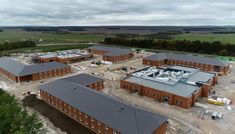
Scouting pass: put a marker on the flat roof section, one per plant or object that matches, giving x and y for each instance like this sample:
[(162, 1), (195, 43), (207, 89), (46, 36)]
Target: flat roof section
[(180, 88), (188, 58), (121, 116), (83, 79), (178, 80)]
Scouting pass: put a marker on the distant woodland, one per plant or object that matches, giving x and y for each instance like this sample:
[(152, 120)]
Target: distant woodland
[(203, 47), (17, 44)]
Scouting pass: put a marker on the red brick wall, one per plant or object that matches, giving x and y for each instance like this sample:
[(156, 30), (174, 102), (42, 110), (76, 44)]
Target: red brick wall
[(117, 58), (97, 86), (99, 52), (205, 67), (38, 76), (77, 115), (51, 73), (159, 95)]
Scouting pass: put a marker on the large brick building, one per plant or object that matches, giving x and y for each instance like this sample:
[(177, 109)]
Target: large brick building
[(18, 72), (204, 63), (101, 113), (62, 57), (174, 85), (112, 54)]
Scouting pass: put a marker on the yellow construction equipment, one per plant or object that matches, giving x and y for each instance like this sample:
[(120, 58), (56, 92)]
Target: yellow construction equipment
[(215, 102)]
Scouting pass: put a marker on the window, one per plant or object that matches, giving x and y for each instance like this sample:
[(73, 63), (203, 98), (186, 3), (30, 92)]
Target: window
[(115, 132), (106, 128), (176, 102)]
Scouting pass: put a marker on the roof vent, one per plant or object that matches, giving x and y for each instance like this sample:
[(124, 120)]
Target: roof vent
[(121, 108)]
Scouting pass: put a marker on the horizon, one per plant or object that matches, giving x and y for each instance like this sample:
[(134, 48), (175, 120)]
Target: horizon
[(117, 13)]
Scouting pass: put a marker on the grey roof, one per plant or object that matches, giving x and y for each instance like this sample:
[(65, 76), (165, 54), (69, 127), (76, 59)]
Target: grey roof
[(180, 88), (189, 58), (20, 69), (123, 117), (112, 51), (84, 79), (11, 65)]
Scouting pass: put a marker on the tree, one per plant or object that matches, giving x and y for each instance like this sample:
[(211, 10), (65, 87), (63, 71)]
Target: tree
[(14, 119)]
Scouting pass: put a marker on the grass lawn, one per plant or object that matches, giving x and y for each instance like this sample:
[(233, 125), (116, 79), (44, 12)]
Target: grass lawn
[(224, 38), (49, 37)]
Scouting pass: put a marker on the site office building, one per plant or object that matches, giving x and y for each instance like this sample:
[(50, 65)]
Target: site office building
[(203, 63), (112, 54), (19, 72), (181, 90), (99, 112)]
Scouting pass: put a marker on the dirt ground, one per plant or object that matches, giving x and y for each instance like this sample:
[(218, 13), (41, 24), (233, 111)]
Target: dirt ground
[(191, 120), (55, 116)]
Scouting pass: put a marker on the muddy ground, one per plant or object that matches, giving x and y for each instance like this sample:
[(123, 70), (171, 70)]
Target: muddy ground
[(58, 118)]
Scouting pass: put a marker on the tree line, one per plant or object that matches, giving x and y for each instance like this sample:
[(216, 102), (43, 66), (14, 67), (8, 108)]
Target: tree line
[(204, 47), (14, 119), (17, 44)]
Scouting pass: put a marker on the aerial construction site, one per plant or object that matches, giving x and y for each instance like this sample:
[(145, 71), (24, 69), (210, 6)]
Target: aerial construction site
[(113, 90)]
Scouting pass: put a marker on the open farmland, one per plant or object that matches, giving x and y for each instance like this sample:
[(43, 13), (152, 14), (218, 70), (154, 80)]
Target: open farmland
[(50, 37), (224, 38)]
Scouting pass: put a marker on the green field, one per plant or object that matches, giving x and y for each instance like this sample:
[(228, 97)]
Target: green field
[(224, 38), (49, 37), (49, 48)]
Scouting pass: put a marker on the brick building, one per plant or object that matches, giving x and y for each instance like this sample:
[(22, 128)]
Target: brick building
[(62, 57), (174, 85), (99, 112), (112, 54), (18, 72), (204, 63)]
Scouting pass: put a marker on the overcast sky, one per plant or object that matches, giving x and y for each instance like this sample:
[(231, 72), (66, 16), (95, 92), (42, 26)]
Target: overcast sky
[(117, 12)]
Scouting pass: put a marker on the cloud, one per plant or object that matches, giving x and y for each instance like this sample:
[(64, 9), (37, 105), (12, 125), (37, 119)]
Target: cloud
[(117, 12)]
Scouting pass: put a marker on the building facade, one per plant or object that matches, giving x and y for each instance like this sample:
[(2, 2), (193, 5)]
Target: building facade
[(99, 112), (20, 72), (65, 57), (179, 89), (203, 63), (111, 54)]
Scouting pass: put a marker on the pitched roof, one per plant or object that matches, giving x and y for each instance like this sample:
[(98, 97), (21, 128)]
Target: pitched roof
[(11, 65), (112, 51), (123, 117), (20, 69), (189, 58)]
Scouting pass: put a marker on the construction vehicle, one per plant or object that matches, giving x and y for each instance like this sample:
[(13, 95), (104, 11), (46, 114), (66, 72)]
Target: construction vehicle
[(215, 102), (216, 115)]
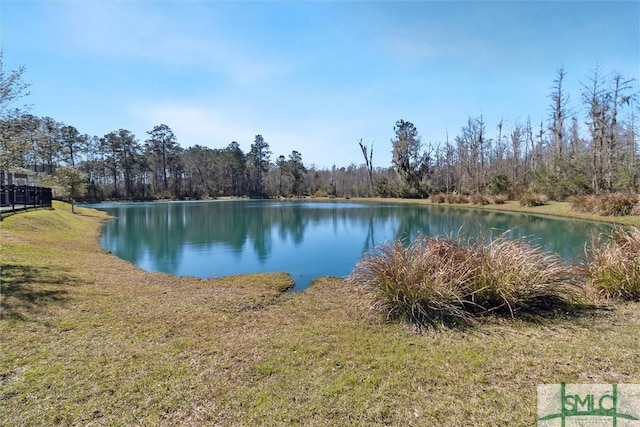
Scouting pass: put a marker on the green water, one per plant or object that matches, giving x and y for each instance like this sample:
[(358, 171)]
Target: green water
[(305, 239)]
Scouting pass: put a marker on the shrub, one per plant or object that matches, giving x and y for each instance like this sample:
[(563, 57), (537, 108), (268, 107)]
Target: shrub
[(498, 184), (479, 199), (532, 199), (445, 280), (515, 276), (613, 264), (616, 204), (584, 203), (499, 199), (438, 198)]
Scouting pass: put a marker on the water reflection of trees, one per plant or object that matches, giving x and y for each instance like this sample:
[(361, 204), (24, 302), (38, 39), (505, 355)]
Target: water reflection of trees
[(159, 232)]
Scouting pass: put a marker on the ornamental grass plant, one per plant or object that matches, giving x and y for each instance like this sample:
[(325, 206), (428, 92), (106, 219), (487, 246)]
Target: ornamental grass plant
[(435, 280), (613, 264)]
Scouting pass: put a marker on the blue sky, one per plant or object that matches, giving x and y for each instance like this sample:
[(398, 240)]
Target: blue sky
[(311, 76)]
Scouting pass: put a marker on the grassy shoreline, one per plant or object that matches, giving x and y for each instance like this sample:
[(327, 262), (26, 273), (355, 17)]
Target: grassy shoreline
[(88, 338)]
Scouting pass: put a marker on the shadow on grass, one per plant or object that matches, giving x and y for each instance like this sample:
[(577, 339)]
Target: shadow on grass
[(26, 289)]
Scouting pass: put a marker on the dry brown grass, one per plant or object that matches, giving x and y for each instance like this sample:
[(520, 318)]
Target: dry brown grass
[(435, 280), (613, 264)]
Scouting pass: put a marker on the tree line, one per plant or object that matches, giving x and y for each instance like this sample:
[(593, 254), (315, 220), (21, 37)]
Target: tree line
[(555, 157)]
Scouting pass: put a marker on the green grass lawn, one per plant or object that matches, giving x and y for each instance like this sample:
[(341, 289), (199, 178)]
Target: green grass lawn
[(89, 339)]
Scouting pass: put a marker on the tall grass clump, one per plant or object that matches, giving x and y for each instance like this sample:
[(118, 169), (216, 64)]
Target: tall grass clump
[(613, 264), (423, 283), (451, 280), (514, 276)]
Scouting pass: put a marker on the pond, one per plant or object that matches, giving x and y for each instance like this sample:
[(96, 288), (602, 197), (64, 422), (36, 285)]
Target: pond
[(306, 239)]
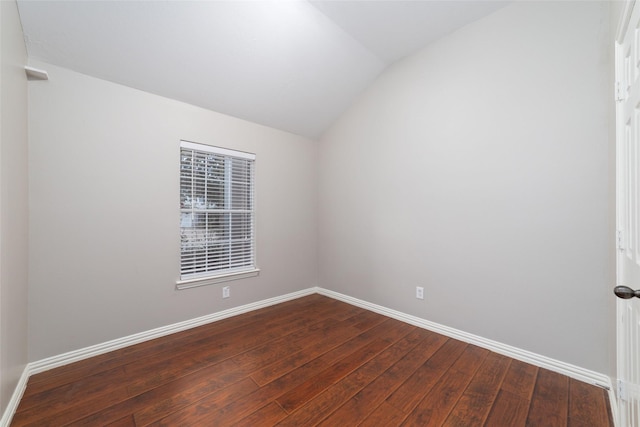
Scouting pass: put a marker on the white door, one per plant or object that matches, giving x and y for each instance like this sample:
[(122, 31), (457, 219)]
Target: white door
[(628, 216)]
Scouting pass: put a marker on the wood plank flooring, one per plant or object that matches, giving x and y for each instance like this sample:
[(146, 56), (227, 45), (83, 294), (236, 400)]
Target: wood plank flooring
[(311, 361)]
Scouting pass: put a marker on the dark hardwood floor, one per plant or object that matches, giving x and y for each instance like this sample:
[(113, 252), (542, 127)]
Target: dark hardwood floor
[(311, 361)]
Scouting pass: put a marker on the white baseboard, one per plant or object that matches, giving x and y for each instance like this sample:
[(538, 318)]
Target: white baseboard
[(567, 369), (15, 398), (95, 350)]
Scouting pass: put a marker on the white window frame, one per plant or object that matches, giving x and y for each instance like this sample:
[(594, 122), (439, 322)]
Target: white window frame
[(218, 275)]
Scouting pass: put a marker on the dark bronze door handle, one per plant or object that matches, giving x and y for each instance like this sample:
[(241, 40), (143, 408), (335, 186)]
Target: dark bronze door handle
[(625, 292)]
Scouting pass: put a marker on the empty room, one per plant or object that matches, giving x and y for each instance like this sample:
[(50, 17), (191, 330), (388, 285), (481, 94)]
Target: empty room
[(337, 213)]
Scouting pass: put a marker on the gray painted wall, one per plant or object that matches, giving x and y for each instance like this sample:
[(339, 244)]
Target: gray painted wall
[(13, 202), (104, 241), (479, 169)]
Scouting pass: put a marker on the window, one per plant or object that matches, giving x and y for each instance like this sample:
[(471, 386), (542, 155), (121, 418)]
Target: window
[(217, 239)]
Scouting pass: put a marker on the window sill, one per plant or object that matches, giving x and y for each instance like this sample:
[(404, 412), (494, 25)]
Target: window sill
[(212, 280)]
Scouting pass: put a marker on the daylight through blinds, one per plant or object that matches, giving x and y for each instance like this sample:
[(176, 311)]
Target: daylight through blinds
[(217, 208)]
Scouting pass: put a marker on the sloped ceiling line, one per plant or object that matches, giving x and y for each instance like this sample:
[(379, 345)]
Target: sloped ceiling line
[(293, 65)]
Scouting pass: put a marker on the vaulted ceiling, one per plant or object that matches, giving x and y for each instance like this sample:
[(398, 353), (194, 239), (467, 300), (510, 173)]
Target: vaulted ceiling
[(294, 65)]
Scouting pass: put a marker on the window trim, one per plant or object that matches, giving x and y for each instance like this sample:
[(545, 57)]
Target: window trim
[(211, 278)]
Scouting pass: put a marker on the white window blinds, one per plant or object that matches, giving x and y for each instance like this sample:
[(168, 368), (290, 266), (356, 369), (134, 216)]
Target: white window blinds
[(217, 211)]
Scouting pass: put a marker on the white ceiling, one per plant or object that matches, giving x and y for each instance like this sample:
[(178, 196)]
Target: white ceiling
[(289, 64)]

#### Work to be completed:
Everything from the line with "Target: white window blinds" through the last line of the data is to be retyped verbatim, with no other text.

#### Response to the task:
Target: white window blinds
[(217, 211)]
Scouting pass: put a marker on the white ceiling, one per plant or object that matches, giving x and y for each instance like this sample:
[(178, 196)]
Target: white ceiling
[(289, 64)]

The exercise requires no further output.